• _Given problem_
Reproduce all the records with "thickest part" swapped for "widest part" wherever it occurs, keeping everything else the same and leaving out the pictures.

★ ★ ★ ★ ★ ★ ★

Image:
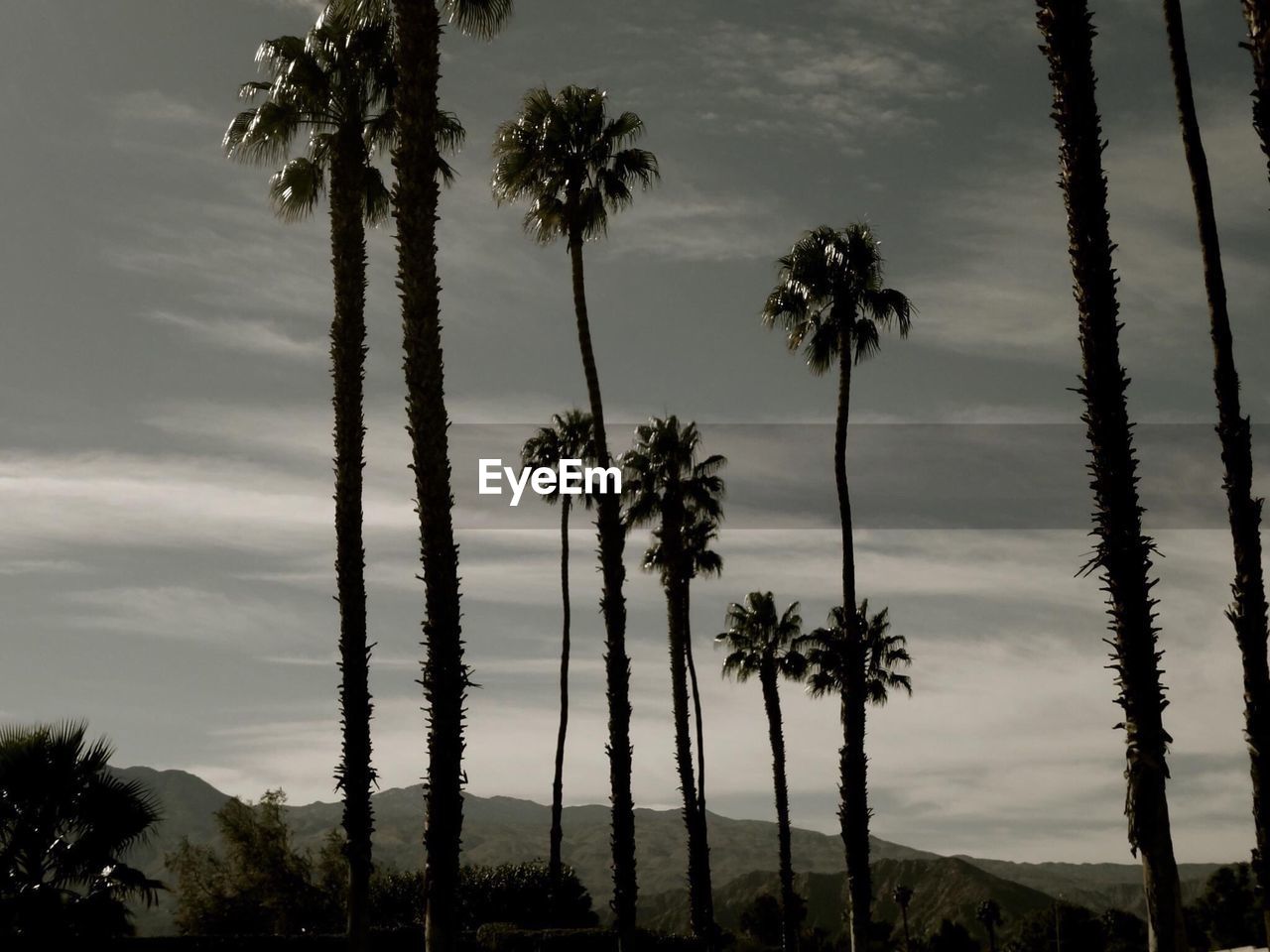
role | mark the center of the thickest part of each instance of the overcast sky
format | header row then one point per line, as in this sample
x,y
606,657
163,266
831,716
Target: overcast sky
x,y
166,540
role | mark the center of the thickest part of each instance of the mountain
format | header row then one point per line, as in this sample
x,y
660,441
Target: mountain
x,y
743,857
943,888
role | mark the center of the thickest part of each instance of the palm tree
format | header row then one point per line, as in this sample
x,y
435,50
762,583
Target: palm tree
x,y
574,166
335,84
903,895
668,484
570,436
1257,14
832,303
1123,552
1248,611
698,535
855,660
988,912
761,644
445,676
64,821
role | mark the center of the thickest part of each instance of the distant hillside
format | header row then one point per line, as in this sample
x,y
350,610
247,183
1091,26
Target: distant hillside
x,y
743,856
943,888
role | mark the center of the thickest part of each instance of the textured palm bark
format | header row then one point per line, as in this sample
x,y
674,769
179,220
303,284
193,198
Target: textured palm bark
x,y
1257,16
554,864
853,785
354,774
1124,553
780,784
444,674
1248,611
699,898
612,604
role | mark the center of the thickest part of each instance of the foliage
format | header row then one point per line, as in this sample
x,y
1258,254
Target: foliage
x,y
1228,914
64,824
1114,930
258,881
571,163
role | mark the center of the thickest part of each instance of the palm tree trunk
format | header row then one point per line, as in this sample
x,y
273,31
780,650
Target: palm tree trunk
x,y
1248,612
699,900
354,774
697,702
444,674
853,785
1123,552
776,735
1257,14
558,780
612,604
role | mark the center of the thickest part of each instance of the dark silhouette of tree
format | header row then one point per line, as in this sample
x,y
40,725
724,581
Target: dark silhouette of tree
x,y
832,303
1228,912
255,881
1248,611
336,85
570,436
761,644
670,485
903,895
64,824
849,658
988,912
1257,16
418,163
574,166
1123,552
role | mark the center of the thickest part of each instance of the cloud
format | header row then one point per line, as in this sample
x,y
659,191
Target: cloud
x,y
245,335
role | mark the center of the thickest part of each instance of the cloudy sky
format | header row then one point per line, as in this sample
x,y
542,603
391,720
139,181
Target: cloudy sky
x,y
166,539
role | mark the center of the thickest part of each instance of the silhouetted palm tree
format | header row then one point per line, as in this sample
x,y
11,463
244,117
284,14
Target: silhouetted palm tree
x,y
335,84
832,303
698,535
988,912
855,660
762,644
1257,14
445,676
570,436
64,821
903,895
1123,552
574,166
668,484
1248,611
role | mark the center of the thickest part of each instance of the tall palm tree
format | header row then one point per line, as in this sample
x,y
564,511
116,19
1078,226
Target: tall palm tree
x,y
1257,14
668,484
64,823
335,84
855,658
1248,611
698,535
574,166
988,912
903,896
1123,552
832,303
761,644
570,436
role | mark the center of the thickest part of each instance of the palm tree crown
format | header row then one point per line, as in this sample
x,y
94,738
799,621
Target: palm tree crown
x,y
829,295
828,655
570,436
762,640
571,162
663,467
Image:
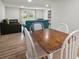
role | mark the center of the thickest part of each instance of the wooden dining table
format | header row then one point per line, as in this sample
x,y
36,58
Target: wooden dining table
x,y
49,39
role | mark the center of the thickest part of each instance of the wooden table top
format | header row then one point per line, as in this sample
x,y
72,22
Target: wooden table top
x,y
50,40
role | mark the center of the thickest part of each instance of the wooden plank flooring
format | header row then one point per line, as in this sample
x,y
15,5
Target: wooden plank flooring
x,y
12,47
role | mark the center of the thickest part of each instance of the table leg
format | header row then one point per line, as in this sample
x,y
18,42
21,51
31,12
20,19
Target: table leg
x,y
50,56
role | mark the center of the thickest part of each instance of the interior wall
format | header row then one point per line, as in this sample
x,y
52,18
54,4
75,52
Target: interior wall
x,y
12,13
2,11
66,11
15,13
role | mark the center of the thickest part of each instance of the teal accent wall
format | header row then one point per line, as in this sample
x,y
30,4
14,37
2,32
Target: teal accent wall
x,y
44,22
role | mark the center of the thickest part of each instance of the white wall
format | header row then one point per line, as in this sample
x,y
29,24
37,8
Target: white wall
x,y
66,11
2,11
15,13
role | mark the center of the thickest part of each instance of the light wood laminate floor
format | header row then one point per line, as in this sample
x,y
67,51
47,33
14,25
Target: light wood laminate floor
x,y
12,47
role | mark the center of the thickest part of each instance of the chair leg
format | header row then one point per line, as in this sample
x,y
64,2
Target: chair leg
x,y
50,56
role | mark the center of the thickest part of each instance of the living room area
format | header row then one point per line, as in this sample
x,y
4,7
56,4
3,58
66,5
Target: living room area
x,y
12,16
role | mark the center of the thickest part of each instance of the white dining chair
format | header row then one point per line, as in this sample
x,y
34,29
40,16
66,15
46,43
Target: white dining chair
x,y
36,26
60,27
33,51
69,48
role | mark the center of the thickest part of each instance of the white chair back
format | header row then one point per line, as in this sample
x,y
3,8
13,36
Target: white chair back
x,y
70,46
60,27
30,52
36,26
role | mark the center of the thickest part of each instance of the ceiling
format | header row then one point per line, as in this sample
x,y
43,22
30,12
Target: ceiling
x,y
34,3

★ ★ ★ ★ ★ ★ ★

• _Result below_
Image:
role | mark the center of the widest part of each instance of the overcast sky
format | header row then one point per line, as in this sample
x,y
606,657
163,266
831,716
Target: overcast sky
x,y
166,540
role | mark the center of the widest part of each instance of the mountain
format | header row then one point per line, as in this sample
x,y
660,441
Target: mountain
x,y
743,857
943,888
role | mark the center of the widest part of each instance of the palm tree
format | header row then one point per line, as in this sample
x,y
435,50
762,583
Target: palm tree
x,y
574,166
335,84
903,895
668,484
570,436
1257,14
832,303
1123,552
1248,611
698,535
855,660
988,912
761,644
445,676
64,821
role | mark the center of the widest part of each instance of the distant hillside
format | header row then one point per line, as in this sample
x,y
350,610
247,183
1091,26
Target: distant hillside
x,y
743,856
943,888
role | mark the center of the widest part of each instance of the textured palm bark
format | header row then one point per line, as in this sample
x,y
674,769
179,220
303,284
193,198
Target: textured palm bark
x,y
1257,16
554,864
853,785
354,774
1124,553
780,784
444,674
1248,611
699,898
612,604
role | mark the center of the widest part of each instance of the foliage
format | header row then one point per line, as in this sample
x,y
1258,254
Target: foliage
x,y
1228,914
64,824
1114,930
258,881
571,163
role | mark the center of the widest part of each instance of the palm tree trunk
format | header row then one point per line, as in this sample
x,y
273,31
780,650
Target: palm tree trunk
x,y
1248,612
699,900
354,774
697,702
444,674
853,785
1123,552
776,735
1257,14
558,780
612,604
role | mark the center of the widest part of each instance of the dark silhouette of tree
format | header row then one point per line, as in this sample
x,y
40,725
724,581
Target: dark silhouette of tree
x,y
832,303
1228,912
255,881
1248,611
336,85
570,436
761,644
670,485
903,895
64,824
849,658
988,912
1257,16
418,163
574,166
1123,552
role | mark the center of the widest part of each instance of the cloud
format | header row then one point per line, as in this sample
x,y
659,191
Target: cloud
x,y
245,335
role | mark the center of the widest part of each instance of the cloudy sky
format | header row then one point per line, as in this sample
x,y
542,603
391,720
139,181
Target: cloudy sky
x,y
166,539
role | mark the center of the widest part of each instance of the silhouetted palm tree
format | header row then one point per line, as in this sample
x,y
11,463
244,117
284,14
Target: silhouetted palm tree
x,y
335,84
832,303
698,535
988,912
855,660
762,644
1257,14
445,676
570,436
64,821
903,895
1123,552
574,166
668,484
1248,611
role | mark the center of the widest part of each instance of the tall palm tree
format | header row then one point per line, as in this sample
x,y
564,511
116,19
1078,226
Target: tall palm tree
x,y
1257,14
668,484
64,823
335,84
855,658
1248,611
698,535
574,166
988,912
903,896
1123,552
832,303
761,644
570,436
role | mark the center of the widest part of each instance of the palm tree crown
format | header row then one point per line, as in this sample
x,y
94,738
799,621
Target: palm tree crown
x,y
829,295
828,655
570,436
762,640
571,162
663,467
Image:
role | mark the center of the widest part of each instance of the wooden dining table
format | header row then one point per line, as in this sample
x,y
36,58
Target: wooden dining table
x,y
49,39
role | mark the center of the widest part of each instance of the wooden table top
format | header row then one point per line, as in this sample
x,y
72,22
Target: wooden table top
x,y
50,40
role | mark the center of the widest part of each instance of the wooden plank flooring
format | header row then one point per line, as in this sample
x,y
15,5
Target: wooden plank flooring
x,y
12,47
role | mark the center of the widest part of each instance of the table leg
format | header row then one point per line, as in this sample
x,y
18,42
21,51
31,12
20,19
Target: table leg
x,y
50,56
role | mark the center of the widest part of each instance of the interior wall
format | header row then one point per line, as in this sample
x,y
52,18
54,4
75,52
Target: interior wall
x,y
12,13
2,11
66,11
15,13
role | mark the center of the widest part of each instance of the teal accent wall
format | header row then one point per line, as in this sample
x,y
30,4
14,37
2,32
Target: teal accent wall
x,y
44,22
role | mark the center of the widest part of each instance of the white wall
format | header row then one point per line, as in this sample
x,y
29,24
37,8
Target: white wall
x,y
66,11
2,11
15,13
role | mark the center of the widest part of each instance of the light wood laminate floor
format | header row then one point per line, as in this sample
x,y
67,51
47,33
14,25
Target: light wood laminate floor
x,y
12,47
role | mark the center of the widest part of each instance of the chair leg
format | header row then one point per line, as in this sample
x,y
64,2
Target: chair leg
x,y
50,56
role | mark the center of the widest part of each instance of the living room area
format | header row then one point per line, as in this sample
x,y
4,7
56,4
3,58
66,5
Target: living room area
x,y
12,16
role | mark the center of the widest part of each instance of the white dining chair
format | header row then one point per line, as in this sample
x,y
34,29
40,16
66,15
46,43
Target: white dining chair
x,y
36,26
60,27
33,51
69,48
role | mark the center of the widest part of each instance of the white chair back
format | header row then one point per line, as in this sample
x,y
3,8
13,36
Target: white chair back
x,y
70,46
60,27
30,52
36,26
role | mark the center of the widest part of each instance of the ceiling
format | header row then one point per line, as in this sample
x,y
43,22
30,12
Target: ceiling
x,y
34,3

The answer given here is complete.